From the entries below, copy every line where the string "above" appears.

[Dataset extract — start]

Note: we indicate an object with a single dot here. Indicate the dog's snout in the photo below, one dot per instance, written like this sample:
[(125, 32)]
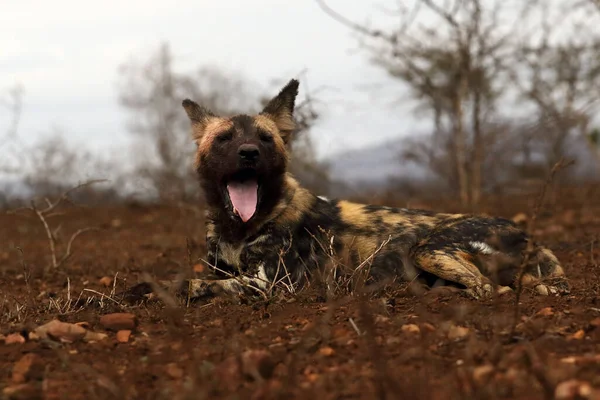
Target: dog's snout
[(248, 152)]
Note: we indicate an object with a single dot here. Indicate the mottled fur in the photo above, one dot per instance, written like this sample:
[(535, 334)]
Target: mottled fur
[(294, 232)]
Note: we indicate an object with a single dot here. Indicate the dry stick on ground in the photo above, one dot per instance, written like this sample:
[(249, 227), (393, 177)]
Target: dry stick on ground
[(531, 225), (44, 213)]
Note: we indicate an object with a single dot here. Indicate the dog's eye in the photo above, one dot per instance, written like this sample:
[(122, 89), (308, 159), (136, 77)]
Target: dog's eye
[(225, 137), (265, 137)]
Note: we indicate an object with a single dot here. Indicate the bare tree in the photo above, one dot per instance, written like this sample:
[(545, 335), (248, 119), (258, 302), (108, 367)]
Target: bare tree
[(455, 66), (559, 74)]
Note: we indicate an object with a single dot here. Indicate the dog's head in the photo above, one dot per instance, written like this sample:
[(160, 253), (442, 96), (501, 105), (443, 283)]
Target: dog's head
[(242, 160)]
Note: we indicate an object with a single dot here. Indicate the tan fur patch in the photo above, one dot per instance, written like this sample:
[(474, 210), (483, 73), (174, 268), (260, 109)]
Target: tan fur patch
[(301, 202), (205, 137), (354, 214)]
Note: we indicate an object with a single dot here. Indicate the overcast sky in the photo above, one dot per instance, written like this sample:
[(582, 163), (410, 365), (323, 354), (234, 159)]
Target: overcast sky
[(66, 53)]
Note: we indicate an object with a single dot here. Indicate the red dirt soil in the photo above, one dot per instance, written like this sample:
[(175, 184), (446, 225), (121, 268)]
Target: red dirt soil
[(436, 345)]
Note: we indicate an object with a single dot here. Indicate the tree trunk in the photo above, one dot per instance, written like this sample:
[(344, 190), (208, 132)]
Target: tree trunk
[(459, 142), (478, 151)]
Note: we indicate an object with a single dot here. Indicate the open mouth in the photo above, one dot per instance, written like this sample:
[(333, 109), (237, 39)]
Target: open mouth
[(242, 190)]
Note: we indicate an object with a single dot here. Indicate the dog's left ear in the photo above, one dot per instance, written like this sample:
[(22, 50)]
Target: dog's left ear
[(198, 115), (281, 109)]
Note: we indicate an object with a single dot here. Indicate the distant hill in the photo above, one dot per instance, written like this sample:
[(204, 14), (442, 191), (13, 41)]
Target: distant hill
[(373, 166)]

[Dataset extract — finish]

Response to this task:
Note: we indicate an object with a single dot here. Indicate the mottled fur in the photo above, one dot per instance, written like this sample:
Note: we indicate an object with a single dot here. Indicate the dry stick on ground in the photo above, one dot per instance, written like this sample:
Note: we indicate an object with a single dot here. Indicate the dog's eye in the photo above, one dot per instance, written like this sample:
Note: we indicate an object with a single dot here. Indicate the bare tree in the photo above, one dot per instance, written like this sample:
Note: we indicate an object with a single dot here. Indicate the dog's head in the photo above, one dot per instance, written like this sample:
Note: we indicate an object with a single dot here. Indicate the tan fur patch in the photo above, one dot per instance, written like this sample:
Note: we indicate an object with a single dot here. Indicate the overcast sky in the photo above, one dot per instance, written like this sample:
Note: we indicate an object with a single dot here. Indicate the red dirt soil in the photo above, one dot per instance, written like this sample:
Note: we indicate an object with a single dot here. Indicate the tree trunk in the photo above, one dot per instance, written like this sample:
Note: we indicate an object with a single dot here. Indicate the open mouth in the photo above, one dot per instance, written like this sample:
Note: we indicate an object with a single dot here. Indicate the dog's left ear in the photo above, one dot per instance, written like this sample:
Note: we indicate an object with a single dot here. Indicate the distant hill in the photo above, one dot per instance, written like this sample:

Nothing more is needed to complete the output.